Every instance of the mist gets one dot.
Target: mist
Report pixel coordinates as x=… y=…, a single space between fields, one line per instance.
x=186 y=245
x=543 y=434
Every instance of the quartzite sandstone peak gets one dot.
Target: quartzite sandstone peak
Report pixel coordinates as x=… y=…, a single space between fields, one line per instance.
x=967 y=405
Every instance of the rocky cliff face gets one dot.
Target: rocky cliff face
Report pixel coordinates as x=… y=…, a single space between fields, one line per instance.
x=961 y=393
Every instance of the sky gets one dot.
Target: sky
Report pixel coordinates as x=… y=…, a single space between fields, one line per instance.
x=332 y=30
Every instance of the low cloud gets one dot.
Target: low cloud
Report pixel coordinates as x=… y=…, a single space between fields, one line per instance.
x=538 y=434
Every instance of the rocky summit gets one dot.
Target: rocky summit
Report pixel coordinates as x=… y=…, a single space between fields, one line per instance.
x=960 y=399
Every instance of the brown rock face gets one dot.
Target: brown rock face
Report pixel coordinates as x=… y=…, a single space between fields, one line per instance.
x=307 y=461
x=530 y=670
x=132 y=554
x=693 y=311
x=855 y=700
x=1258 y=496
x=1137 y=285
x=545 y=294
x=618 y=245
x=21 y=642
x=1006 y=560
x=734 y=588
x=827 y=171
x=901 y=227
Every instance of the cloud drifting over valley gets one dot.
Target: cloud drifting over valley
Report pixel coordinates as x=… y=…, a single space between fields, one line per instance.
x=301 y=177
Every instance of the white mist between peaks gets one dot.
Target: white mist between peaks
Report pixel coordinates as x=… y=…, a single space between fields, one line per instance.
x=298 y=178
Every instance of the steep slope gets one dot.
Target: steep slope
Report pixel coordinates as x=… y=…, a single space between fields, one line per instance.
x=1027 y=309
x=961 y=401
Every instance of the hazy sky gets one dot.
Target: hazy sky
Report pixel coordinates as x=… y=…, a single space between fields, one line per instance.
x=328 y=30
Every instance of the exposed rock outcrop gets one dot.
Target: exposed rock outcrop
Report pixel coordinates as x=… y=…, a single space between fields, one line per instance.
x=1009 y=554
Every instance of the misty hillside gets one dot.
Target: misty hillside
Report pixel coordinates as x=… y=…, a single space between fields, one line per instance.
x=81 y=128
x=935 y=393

● **YOUR INSTRUCTIONS**: Copy out all of the records above, replacing each occurrence of "dot" with "marker" and leaving every other part unchanged.

● **TASK RESULT**:
Every instance of the mist gets one marker.
Target: mist
Report pixel coordinates as x=… y=…, a single space between fields, one line per instance.
x=186 y=245
x=543 y=434
Every instance of the quartzite sandstone peak gets one marker.
Target: quartzite sandstone peak
Report pixel coordinates as x=… y=…, a single space between fields, one line per instance.
x=967 y=405
Every instance of the rocky cliff face gets one marker.
Target: rocky cliff face
Report pixel coordinates as x=… y=…, a single space between fields, one line per instance.
x=961 y=393
Every instance of the sky gets one marker.
Target: sky
Report pixel coordinates as x=… y=…, a single space between fields, one line per instance.
x=332 y=30
Every instance of the low cloud gets one marker.
Target: low cloud
Report pixel coordinates as x=… y=…, a single space between fields, one line per instance.
x=538 y=434
Every instance of the rocky summit gets one marker.
Target: rocky summit
Report pixel coordinates as x=… y=…, a single space between fields, one line per instance.
x=960 y=399
Every instance of the brown rock face gets one marker.
Target: brown rock face
Report pixel coordinates as x=… y=…, a single space between fields, one line per instance.
x=307 y=461
x=530 y=670
x=132 y=554
x=693 y=311
x=855 y=700
x=1258 y=496
x=1137 y=285
x=545 y=294
x=618 y=245
x=21 y=642
x=1006 y=560
x=734 y=588
x=827 y=171
x=901 y=227
Every instance of the cloud drifting over valley gets one marker.
Target: cloud drifting over valley
Report pixel coordinates as x=… y=…, a single space between fields, one line per instance.
x=301 y=177
Every instance of the white mist between peaks gets one marker.
Target: white mist between peaks
Report pixel coordinates as x=… y=…, a single space between fields, one line per instance.
x=298 y=178
Every instance of the steep slope gets one marker.
Target: steep slope
Report pixel coordinates as x=… y=…, a single space between fields, one line per instance.
x=1027 y=309
x=961 y=401
Every instance of the hazy sky gets one marker.
Target: hazy sky
Report pixel coordinates as x=… y=…, a single space between fields, one line per instance.
x=328 y=30
Every instance of the exposed rock outcrop gets one marker.
Target: exposed rock outcrop
Report pixel coordinates as x=… y=…, a single space between fields, one line per instance.
x=1009 y=554
Every instance of the misty hillside gets one marker.
Target: misty hillside
Report pixel coordinates as x=… y=…, a single space between fields, one line per instance.
x=81 y=128
x=935 y=393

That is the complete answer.